### [Task requirements]
Identify the line in which "Target: dark blurred background" appears, then reproduce that line and all remaining lines of the records word for word.

Point placement records:
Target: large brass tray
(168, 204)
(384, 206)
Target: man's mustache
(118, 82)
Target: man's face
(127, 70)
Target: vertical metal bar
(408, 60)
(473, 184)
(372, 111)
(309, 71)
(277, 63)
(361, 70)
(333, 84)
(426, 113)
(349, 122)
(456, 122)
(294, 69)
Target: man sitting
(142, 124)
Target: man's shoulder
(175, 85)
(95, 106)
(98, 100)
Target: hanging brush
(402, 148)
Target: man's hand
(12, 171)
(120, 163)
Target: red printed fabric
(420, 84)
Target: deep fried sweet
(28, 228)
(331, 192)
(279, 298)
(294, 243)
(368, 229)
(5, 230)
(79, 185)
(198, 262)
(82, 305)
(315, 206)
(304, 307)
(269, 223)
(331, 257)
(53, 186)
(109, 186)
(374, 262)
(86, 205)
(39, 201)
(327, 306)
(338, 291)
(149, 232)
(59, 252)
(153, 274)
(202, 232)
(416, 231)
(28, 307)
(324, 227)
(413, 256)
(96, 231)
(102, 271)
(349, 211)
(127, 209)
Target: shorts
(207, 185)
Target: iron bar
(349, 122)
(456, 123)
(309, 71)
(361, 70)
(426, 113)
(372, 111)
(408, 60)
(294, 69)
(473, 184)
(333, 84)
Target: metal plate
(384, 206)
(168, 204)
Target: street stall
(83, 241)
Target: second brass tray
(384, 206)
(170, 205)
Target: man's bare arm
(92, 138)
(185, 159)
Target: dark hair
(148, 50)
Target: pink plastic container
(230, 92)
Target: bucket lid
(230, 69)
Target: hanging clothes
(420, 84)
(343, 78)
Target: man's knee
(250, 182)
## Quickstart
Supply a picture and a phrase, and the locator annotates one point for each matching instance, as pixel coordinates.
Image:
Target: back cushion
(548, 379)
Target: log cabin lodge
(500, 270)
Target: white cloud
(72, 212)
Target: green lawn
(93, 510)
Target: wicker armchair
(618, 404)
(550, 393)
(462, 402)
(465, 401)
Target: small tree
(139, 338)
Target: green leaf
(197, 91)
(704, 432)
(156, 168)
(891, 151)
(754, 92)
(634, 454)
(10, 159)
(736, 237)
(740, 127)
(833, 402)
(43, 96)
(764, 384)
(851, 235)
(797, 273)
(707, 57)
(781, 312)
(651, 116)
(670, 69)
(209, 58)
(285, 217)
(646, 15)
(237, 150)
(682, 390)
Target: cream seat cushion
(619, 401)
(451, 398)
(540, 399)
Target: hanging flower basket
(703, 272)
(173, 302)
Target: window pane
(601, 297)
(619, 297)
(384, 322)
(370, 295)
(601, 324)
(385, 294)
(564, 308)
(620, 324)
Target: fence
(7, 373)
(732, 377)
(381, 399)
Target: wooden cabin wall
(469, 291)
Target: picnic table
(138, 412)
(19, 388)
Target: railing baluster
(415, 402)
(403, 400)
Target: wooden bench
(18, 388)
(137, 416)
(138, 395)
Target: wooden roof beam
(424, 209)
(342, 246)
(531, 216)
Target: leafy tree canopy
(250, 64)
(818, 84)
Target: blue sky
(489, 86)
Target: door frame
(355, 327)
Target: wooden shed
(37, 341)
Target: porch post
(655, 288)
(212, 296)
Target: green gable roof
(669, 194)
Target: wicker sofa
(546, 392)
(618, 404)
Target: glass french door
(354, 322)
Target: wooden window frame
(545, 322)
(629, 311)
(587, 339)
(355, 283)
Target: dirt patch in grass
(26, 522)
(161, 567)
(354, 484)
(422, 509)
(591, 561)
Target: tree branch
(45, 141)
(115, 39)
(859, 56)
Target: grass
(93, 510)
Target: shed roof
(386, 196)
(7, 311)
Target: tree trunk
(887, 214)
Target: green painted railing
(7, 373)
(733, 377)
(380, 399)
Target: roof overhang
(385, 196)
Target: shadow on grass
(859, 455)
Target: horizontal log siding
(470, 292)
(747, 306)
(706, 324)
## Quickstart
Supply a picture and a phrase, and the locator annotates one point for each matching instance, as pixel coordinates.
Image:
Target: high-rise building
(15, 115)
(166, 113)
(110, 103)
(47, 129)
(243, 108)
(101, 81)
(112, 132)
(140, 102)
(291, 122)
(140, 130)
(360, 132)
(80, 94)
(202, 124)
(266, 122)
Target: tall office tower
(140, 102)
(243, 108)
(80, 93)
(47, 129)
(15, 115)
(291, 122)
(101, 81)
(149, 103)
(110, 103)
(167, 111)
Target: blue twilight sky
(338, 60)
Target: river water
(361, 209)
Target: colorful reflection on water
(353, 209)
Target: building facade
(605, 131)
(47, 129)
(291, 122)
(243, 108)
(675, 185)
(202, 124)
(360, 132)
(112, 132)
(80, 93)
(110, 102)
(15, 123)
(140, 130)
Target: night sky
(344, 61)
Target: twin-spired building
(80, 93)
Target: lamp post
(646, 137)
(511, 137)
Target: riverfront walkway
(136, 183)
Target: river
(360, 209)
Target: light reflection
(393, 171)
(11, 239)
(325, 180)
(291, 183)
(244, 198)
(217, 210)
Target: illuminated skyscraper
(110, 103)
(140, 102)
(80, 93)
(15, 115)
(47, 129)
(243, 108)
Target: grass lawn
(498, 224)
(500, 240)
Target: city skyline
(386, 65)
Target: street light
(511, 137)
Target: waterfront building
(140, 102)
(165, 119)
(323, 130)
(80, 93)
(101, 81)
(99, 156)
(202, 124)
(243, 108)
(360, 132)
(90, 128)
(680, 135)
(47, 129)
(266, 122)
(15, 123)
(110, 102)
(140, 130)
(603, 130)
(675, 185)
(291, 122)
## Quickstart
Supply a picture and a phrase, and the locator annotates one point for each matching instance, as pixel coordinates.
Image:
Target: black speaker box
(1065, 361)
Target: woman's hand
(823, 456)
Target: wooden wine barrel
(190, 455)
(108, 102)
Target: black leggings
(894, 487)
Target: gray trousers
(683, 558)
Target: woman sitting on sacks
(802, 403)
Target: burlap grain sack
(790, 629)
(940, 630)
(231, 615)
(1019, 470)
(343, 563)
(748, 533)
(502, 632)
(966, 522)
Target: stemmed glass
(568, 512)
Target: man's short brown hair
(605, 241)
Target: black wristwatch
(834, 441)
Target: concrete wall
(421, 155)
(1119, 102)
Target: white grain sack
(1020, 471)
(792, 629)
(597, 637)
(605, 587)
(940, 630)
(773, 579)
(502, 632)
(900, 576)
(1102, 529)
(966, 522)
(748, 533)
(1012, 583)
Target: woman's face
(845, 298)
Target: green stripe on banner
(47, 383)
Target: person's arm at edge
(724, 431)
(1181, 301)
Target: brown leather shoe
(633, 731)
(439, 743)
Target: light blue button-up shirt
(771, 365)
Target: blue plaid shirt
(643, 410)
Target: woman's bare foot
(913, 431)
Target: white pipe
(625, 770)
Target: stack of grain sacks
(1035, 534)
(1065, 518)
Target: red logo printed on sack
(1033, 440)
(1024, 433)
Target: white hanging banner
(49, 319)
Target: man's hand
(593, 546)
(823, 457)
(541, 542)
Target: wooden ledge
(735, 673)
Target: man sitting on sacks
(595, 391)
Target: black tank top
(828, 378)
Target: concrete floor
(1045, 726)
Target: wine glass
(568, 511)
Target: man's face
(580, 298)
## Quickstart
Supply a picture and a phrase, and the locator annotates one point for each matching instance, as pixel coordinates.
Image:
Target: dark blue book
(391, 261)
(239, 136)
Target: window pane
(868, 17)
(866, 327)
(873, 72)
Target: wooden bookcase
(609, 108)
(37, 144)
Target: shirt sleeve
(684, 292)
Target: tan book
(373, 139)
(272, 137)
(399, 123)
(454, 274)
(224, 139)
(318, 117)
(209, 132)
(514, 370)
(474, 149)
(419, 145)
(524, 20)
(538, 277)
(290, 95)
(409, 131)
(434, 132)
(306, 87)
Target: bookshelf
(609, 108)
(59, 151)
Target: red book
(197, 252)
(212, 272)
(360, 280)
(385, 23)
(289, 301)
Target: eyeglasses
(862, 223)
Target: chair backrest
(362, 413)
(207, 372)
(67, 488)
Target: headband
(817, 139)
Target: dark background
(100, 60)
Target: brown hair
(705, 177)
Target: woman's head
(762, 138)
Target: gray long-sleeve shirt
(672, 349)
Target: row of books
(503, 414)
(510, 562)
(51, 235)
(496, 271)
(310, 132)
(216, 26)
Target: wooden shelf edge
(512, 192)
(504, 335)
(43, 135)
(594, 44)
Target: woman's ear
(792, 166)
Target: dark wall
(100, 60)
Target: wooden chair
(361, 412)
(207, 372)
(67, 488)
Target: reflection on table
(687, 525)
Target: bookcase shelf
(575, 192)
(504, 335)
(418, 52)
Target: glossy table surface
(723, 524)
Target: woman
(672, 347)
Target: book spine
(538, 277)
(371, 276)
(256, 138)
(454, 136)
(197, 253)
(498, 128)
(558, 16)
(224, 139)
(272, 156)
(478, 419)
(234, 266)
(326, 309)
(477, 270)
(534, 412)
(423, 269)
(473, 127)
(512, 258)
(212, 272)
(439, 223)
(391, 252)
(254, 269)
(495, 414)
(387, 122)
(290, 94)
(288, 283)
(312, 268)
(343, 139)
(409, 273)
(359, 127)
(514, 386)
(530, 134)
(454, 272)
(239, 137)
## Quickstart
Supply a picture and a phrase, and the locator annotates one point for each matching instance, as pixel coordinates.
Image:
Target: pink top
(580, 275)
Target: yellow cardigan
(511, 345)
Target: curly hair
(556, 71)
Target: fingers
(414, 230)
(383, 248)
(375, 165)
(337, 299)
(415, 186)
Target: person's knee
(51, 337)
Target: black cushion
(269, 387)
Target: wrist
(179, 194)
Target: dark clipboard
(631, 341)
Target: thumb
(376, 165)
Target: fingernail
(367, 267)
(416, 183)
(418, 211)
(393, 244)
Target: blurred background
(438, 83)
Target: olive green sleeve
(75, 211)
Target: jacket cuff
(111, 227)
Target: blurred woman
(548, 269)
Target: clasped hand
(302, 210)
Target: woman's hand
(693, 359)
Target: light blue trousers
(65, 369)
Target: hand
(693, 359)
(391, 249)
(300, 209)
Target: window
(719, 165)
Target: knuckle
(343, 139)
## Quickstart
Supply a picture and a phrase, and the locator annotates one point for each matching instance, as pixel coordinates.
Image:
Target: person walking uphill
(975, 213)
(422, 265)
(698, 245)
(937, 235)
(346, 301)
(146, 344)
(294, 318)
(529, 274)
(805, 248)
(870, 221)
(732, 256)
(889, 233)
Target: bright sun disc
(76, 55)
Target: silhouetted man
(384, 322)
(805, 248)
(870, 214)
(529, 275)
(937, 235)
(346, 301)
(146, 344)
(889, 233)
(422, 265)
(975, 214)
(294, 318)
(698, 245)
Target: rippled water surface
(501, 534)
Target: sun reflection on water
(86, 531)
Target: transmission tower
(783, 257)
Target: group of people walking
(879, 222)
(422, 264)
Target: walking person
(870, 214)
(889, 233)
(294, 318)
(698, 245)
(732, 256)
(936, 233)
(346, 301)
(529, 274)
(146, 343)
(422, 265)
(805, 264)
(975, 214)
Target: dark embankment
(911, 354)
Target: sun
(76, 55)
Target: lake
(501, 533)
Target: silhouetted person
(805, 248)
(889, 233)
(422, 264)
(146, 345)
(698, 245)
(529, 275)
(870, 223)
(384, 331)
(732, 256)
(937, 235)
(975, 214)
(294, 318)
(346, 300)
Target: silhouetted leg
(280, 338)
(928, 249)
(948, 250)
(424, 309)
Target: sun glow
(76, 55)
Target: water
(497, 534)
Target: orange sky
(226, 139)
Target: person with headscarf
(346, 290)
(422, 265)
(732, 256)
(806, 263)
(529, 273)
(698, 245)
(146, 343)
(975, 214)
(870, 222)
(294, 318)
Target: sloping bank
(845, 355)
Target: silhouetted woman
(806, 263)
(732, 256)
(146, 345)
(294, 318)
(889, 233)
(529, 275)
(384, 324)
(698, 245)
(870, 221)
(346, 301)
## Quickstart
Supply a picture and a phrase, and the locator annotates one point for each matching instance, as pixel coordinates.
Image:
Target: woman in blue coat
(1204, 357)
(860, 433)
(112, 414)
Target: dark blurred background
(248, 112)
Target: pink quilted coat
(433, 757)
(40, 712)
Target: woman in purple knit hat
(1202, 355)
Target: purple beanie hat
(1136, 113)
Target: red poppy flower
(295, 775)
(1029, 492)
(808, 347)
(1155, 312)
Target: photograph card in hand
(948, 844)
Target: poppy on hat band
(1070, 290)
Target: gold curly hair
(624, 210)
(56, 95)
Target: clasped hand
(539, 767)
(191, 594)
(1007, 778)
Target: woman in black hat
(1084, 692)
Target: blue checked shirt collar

### [The response]
Target: dark blurred background
(248, 112)
Target: pink quilted coat
(433, 757)
(40, 712)
Target: woman in purple knit hat
(1202, 355)
Target: purple beanie hat
(1136, 113)
Target: red poppy flower
(295, 775)
(1029, 492)
(808, 347)
(1155, 312)
Target: photograph card in hand
(948, 844)
Target: poppy on hat band
(1070, 290)
Target: gold curly hair
(624, 210)
(56, 95)
Target: clasped hand
(539, 767)
(191, 594)
(1007, 778)
Target: woman in black hat
(1084, 692)
Target: blue checked shirt collar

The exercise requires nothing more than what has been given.